Given data
※ ※ ※

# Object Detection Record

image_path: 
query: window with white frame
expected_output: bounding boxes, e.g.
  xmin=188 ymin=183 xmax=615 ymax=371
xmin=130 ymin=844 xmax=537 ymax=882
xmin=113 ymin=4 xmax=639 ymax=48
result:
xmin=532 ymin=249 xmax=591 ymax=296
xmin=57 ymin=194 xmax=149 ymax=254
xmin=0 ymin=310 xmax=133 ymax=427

※ ※ ※

Exercise requirements
Could you return all of the records above verbatim, keeping every line unchanged?

Expected answer
# Object Detection Record

image_path: 
query: window with white frame
expected_output: bounding boxes, e.g.
  xmin=188 ymin=183 xmax=615 ymax=371
xmin=130 ymin=844 xmax=537 ymax=882
xmin=113 ymin=4 xmax=639 ymax=48
result:
xmin=532 ymin=249 xmax=591 ymax=296
xmin=57 ymin=194 xmax=149 ymax=254
xmin=0 ymin=310 xmax=133 ymax=427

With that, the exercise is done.